Brief:
In the data below, which lines hold the word "white"? Copy them.
────────
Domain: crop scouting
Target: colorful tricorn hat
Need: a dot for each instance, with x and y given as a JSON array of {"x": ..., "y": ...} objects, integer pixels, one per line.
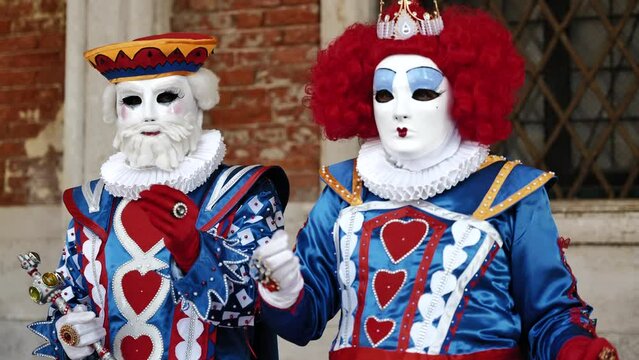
[{"x": 152, "y": 56}]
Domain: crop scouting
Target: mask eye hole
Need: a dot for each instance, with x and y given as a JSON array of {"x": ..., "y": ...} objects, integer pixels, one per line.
[
  {"x": 167, "y": 97},
  {"x": 383, "y": 96},
  {"x": 425, "y": 95},
  {"x": 132, "y": 100}
]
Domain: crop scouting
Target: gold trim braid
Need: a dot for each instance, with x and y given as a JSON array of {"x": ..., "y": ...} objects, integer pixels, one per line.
[
  {"x": 488, "y": 208},
  {"x": 354, "y": 198}
]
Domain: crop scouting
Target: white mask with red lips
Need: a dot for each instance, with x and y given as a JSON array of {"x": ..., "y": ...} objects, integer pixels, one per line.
[
  {"x": 158, "y": 121},
  {"x": 411, "y": 107}
]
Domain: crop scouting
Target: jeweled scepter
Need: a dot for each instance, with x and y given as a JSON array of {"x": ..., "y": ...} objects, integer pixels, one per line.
[{"x": 47, "y": 288}]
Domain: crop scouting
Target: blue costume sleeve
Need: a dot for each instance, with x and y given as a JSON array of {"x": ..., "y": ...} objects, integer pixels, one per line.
[
  {"x": 218, "y": 283},
  {"x": 70, "y": 267},
  {"x": 319, "y": 300},
  {"x": 543, "y": 285}
]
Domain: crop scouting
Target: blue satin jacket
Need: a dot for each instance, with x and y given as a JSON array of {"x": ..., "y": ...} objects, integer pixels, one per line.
[
  {"x": 114, "y": 263},
  {"x": 478, "y": 270}
]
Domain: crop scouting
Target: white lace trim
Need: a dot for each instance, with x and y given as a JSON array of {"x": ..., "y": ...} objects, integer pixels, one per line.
[
  {"x": 122, "y": 180},
  {"x": 387, "y": 181}
]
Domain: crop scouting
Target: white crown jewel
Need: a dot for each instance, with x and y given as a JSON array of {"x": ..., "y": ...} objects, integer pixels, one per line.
[{"x": 406, "y": 23}]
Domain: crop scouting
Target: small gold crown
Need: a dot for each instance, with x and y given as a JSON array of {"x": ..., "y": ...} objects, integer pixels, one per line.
[{"x": 406, "y": 22}]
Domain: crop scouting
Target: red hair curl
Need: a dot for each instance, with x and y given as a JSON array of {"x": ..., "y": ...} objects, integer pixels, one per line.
[{"x": 474, "y": 51}]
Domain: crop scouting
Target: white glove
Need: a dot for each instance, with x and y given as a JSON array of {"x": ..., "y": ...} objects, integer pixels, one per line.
[
  {"x": 284, "y": 267},
  {"x": 88, "y": 328}
]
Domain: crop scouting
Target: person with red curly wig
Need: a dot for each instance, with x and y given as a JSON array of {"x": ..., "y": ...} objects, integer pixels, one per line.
[{"x": 429, "y": 246}]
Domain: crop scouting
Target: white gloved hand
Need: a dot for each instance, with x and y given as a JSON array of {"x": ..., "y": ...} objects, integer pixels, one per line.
[
  {"x": 284, "y": 268},
  {"x": 88, "y": 328}
]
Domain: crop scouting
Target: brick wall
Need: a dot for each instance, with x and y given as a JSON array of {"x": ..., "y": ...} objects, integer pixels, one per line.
[
  {"x": 31, "y": 94},
  {"x": 265, "y": 51}
]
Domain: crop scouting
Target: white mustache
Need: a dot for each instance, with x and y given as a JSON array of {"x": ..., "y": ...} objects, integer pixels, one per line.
[{"x": 177, "y": 128}]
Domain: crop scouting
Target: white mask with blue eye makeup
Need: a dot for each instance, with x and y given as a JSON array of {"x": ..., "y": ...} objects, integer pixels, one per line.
[
  {"x": 411, "y": 106},
  {"x": 158, "y": 121}
]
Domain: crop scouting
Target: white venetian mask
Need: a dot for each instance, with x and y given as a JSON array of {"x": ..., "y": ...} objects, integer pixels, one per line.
[
  {"x": 411, "y": 107},
  {"x": 158, "y": 121}
]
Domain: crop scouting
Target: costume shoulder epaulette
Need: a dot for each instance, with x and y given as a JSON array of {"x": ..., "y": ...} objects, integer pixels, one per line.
[
  {"x": 344, "y": 180},
  {"x": 85, "y": 203},
  {"x": 512, "y": 183}
]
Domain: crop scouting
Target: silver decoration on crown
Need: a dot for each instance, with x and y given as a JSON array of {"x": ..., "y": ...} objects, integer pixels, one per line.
[{"x": 406, "y": 23}]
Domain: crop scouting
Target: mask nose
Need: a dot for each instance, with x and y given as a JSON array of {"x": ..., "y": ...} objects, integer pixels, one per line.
[
  {"x": 401, "y": 112},
  {"x": 149, "y": 109}
]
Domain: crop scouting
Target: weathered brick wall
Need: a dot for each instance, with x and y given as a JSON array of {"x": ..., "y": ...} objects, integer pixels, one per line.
[
  {"x": 265, "y": 51},
  {"x": 32, "y": 34}
]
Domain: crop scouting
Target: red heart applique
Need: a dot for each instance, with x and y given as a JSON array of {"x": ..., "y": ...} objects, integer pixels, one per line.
[
  {"x": 140, "y": 289},
  {"x": 136, "y": 348},
  {"x": 400, "y": 238},
  {"x": 138, "y": 226},
  {"x": 387, "y": 284},
  {"x": 378, "y": 330}
]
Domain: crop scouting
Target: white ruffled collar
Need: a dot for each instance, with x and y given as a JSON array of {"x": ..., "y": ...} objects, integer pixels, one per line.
[
  {"x": 383, "y": 178},
  {"x": 122, "y": 180}
]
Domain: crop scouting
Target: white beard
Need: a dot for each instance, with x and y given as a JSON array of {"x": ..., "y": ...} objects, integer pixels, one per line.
[{"x": 178, "y": 136}]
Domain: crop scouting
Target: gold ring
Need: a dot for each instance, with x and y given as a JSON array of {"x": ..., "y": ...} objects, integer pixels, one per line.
[
  {"x": 180, "y": 210},
  {"x": 69, "y": 335}
]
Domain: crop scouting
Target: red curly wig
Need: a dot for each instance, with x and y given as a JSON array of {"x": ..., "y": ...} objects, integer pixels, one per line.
[{"x": 474, "y": 51}]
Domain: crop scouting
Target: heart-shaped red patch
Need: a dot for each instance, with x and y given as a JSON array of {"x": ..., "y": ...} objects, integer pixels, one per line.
[
  {"x": 136, "y": 348},
  {"x": 386, "y": 285},
  {"x": 378, "y": 330},
  {"x": 140, "y": 289},
  {"x": 138, "y": 226},
  {"x": 400, "y": 238}
]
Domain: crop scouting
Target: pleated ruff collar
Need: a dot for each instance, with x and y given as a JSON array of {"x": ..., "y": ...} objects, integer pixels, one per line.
[{"x": 389, "y": 180}]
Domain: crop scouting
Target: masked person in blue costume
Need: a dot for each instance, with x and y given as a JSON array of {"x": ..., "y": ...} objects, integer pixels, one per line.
[
  {"x": 156, "y": 256},
  {"x": 430, "y": 247}
]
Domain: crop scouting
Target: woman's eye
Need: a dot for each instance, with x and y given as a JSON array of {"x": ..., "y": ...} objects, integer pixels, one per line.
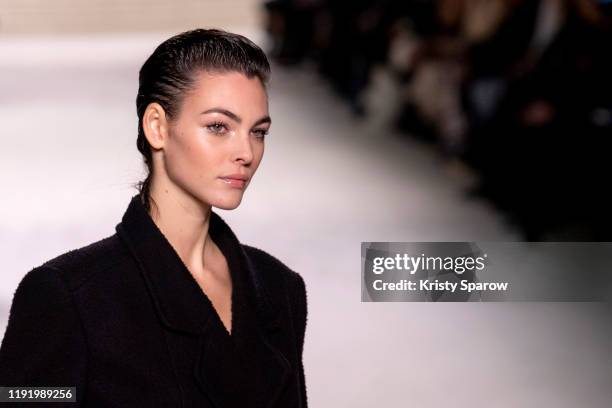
[
  {"x": 261, "y": 133},
  {"x": 217, "y": 127}
]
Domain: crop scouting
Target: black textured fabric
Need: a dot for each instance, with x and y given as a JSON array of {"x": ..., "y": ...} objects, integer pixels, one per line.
[{"x": 124, "y": 321}]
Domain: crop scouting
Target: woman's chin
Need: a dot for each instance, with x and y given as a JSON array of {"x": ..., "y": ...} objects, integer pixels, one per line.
[{"x": 227, "y": 204}]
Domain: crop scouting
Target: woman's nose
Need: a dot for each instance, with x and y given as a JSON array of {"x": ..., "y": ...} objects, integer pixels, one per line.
[{"x": 243, "y": 148}]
────────
Result of this task:
Target: white mask with red lips
Target: white lace trim
Target: white crown jewel
Target: white glove
Target: white gloved hand
Target: white mustache
Target: white mask with blue eye makeup
Target: white venetian mask
Target: white ruffled collar
Target: white beard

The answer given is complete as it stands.